Questions to answer:
1. According to the Effective Utopia text, how long was its thought experiment in the making?
2. Using the Effective Utopia text, explain why someone whose world is below average would have to barter to relive it.
3. Continue the Effective Utopia text from where it stops.

Selected extract:
══════════
Eventually, the armchair can be made from some indestructible material—sheltering you even from meteorites and providing you with food and everything. Then, you’ll be able to choose to potentially forget that you’re in a simulation for years. But to do that elegantly, we’ll really need to build the Effective Utopia—the direct democratic simulated multiverse.
It was my three-years-in-the-making thought experiment: what is the best thing we can build if we’re not limited by compute or physics? Because in a simulated world, we can have magic and things. Everyone can own an Eiffel Tower, and he/she will be the only owner. So we can have mutually exclusive things—because we can have many worlds.
While our physical Earth has perfect ecology, no global warming, animals are happy and you can always return there. It also lets us give our astronauts the experience of Earth while on a spaceship.
---
The way the Effective Utopia (or Rational Utopia) works would take too much space to describe. I shared some of it in my articles. But I think it’s fun. There will be no need in currency, but maybe there will be a “barter system” there.
Basically, imagine all the worlds—from the worst dystopia to the best utopia (the Effective Utopia is a subset of all possible worlds/giant geometric shapes that people ever decided to visit or where they were born). Our current world is probably somewhere right in the middle. Now imagine that some human agent was born in in a bit of a dystopia (a below-average world), at some point got the “multiversal powers” to gradually recall and forget the whole multiverse (if he/she wants), and now deeply wants to relive his/her somewhat dystopia, feels nostalgic.
The thing is—if your world is above average, you’ll easily find many people who will democratically choose to relive it with you. But if your world is below average (a bit of a dystopia), then you’ll probably have to barter. You’ll have to agree to help another person relive his/her below-average world, so he/she will help you relive yours.
══════════
[Point localization data]
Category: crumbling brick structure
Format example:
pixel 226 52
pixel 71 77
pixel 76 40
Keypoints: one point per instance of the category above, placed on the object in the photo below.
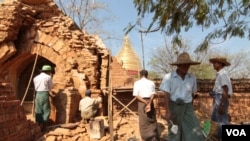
pixel 36 32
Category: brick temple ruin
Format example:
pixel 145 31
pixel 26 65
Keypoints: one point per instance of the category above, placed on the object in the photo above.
pixel 36 32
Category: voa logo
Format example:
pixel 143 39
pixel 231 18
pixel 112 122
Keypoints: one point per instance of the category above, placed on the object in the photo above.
pixel 236 132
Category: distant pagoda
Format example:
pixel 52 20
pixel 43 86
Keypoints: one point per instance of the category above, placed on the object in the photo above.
pixel 128 58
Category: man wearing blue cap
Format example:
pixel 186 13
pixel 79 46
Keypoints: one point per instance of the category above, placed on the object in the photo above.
pixel 43 85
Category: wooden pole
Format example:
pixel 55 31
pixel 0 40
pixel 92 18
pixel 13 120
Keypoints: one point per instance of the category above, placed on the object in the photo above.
pixel 110 102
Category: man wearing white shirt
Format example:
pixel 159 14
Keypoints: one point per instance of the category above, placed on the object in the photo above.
pixel 43 85
pixel 89 106
pixel 144 91
pixel 179 87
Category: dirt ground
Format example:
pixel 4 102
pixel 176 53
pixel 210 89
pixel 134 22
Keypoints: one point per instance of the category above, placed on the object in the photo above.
pixel 125 129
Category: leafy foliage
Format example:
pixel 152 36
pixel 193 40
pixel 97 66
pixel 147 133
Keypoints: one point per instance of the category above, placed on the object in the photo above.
pixel 174 16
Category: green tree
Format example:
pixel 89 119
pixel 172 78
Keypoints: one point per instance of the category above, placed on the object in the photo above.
══════════
Numbered answers:
1. Three years.

2. Someone from an above-average world will easily find many people who democratically choose to relive it with them, but a below-average world will not attract them that way. So that person has to agree to help another person relive his or her below-average world in exchange for that person's help reliving their own.

3.
Our guy can just look at his world of birth in some frozen long-exposure photo-like (but in 3d) way (with the ability to focus on a particular moment, or see the lives of everyone he cared about all at once, by using his multiversal recalling/forgetting powers) but if he really wants to return to this somewhat dystopia and forget that he has multiversal powers (because with the powers, it’s not a dystopia), then he’ll maybe have to barter a bit. Or maybe they won’t need to barter, because there is probably another way:
There is a way for some brave explorers who want it, to go even to the most hellish dystopia and never feel pain for more than an infinitesimally small moment (some adults sometimes choose to go explore gray zones—no one knows are they dystopias or utopias, so they go check). It really does sound crazy, because I had to cram a whole book into a comment and we’re discussing the very final and perpetual state of intelligent existence (but of course any human can choose to permanently freeze and become the static shape, to die in the multiverse, if he/she really wants). I don’t want to claim I have it all 100% figured out and I think people should gradually and democratically decide how it will work, not some AGI agents doing it instead of us or forever preventing us from realizing all our dreams in some local maxima of permanent premature rules/unfreedoms.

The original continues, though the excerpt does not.